> 設定課題 a: 以下の記録から、文字列「sleeve」を含む行をすべて書き出してください。大文字と小文字は区別します。

> 文書抜粋:
# # #
説明

硫黄変性クロロプレン重合体の製造方法

【課題】 トルエン不溶分の抑制及び従来の解膠同時重合法では達成できないスコーチタイムの調整を行なうことのできる硫黄変性クロロプレン重合体の製造方法を提供する。
【解決手段】 クロロプレン、又はクロロプレン及びこれと共重合可能な単量体との混合物を、硫黄及びジチオカルバミン酸塩の存在下で乳化重合を行ない、クロロプレン重合体の製造と併行してこれの解膠を行なうことにより得られる重合体に対し、テトラアルキルチウラムジスルフィド及び下記一般式(1)で表されるジチオカルバミン酸塩を重合後に加えてさらに解膠を行なうことを特徴とする硫黄変性クロロプレン重合体の製造方法。
【化1】


(式中、R及びRは炭素数4以下のアルキル鎖を表す)

【発明の詳細な説明】
【技術分野】
【0001】
本発明は、硫黄変性クロロプレン重合体の製造方法に関するものであり、さらに詳しくは、テトラアルキルチウラムジスルフィド及びジチオカルバミン酸塩を用いて、解膠を行うことを特徴とする硫黄変性クロロプレン重合体の製造方法に関するものである。
【背景技術】
【0002】
硫黄変性クロロプレン重合体はクロロプレンを硫黄の存在下、乳化剤および開始剤を含有する水性乳濁液中で重合して得られることが知られている。
【0003】
一般にこの重合反応は60%以上の重合転化率で行われ、得られた重合体は加工性の劣るトルエン不溶の高粘度重合体(ゲル分)となるので、これをテトラエチルジスルフィドのような含硫黄化合物によって解膠し、重合体が加工しやすい粘度を有するまで重合体中のポリサルファイド結合を切断することが行われている。
# # #
> データ行:
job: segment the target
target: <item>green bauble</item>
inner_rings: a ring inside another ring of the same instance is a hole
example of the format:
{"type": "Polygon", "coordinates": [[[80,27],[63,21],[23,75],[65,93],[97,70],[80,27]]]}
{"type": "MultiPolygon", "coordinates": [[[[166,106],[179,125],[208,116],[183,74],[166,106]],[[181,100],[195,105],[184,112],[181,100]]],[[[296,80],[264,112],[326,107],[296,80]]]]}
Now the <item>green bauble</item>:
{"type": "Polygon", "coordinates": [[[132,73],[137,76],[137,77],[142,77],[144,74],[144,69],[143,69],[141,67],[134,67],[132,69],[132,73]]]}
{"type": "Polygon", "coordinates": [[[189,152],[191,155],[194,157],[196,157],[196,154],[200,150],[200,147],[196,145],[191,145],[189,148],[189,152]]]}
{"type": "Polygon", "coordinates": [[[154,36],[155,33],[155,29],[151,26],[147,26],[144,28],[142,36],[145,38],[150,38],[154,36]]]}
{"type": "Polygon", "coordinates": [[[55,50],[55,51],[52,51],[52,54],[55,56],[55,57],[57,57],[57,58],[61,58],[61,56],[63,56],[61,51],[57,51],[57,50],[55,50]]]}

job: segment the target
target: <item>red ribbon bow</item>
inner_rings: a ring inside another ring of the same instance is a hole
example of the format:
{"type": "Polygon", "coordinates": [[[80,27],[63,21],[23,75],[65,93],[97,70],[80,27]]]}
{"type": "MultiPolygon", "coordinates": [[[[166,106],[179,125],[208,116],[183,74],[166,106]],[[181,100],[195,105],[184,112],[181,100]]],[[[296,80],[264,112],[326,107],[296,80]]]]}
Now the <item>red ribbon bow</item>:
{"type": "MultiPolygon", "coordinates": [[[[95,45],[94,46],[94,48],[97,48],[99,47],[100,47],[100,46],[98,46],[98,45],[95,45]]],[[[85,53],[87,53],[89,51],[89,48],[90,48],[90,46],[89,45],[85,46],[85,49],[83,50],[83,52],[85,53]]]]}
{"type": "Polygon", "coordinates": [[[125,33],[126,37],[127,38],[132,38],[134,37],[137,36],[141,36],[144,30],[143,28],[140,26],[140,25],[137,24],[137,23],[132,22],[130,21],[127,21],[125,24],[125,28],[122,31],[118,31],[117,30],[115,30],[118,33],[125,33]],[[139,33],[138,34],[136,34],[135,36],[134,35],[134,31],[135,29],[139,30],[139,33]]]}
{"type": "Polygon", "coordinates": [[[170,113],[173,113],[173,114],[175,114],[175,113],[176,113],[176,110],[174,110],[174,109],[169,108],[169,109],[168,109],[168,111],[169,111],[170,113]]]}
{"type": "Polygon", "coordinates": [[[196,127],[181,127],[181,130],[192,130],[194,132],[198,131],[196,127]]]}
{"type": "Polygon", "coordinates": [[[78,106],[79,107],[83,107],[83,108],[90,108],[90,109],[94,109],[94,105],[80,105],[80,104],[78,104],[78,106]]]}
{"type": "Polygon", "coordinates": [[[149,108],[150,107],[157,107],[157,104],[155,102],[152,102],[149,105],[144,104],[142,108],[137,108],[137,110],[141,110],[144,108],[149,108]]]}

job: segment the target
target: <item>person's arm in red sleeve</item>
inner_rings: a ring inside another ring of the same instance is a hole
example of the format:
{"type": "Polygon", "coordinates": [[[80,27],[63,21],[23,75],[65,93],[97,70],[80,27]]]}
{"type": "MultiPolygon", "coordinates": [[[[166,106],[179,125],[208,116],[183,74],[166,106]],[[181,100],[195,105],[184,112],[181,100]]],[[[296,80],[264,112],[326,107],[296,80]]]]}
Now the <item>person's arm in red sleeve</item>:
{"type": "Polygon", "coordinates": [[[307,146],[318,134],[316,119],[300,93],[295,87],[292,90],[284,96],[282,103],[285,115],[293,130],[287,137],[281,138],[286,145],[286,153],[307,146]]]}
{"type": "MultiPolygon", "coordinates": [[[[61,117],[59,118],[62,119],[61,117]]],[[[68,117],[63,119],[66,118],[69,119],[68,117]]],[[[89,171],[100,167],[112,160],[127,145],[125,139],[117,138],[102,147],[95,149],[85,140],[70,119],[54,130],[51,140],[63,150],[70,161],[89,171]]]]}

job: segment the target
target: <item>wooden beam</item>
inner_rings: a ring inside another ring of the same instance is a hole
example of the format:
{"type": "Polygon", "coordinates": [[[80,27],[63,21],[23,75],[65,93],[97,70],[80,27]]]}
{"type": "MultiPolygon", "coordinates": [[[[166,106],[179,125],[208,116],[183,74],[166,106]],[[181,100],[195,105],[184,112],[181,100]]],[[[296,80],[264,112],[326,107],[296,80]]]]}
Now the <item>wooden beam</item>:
# # #
> 設定課題 b: 硫黄変性クロロプレン重合体の製造方法に関する文書によると、一般にこの重合反応は何%以上の重合転化率で行われますか。

> 解答例 a:
target: <item>person's arm in red sleeve</item>
Now the <item>person's arm in red sleeve</item>:

> 解答例 b: 60%以上です。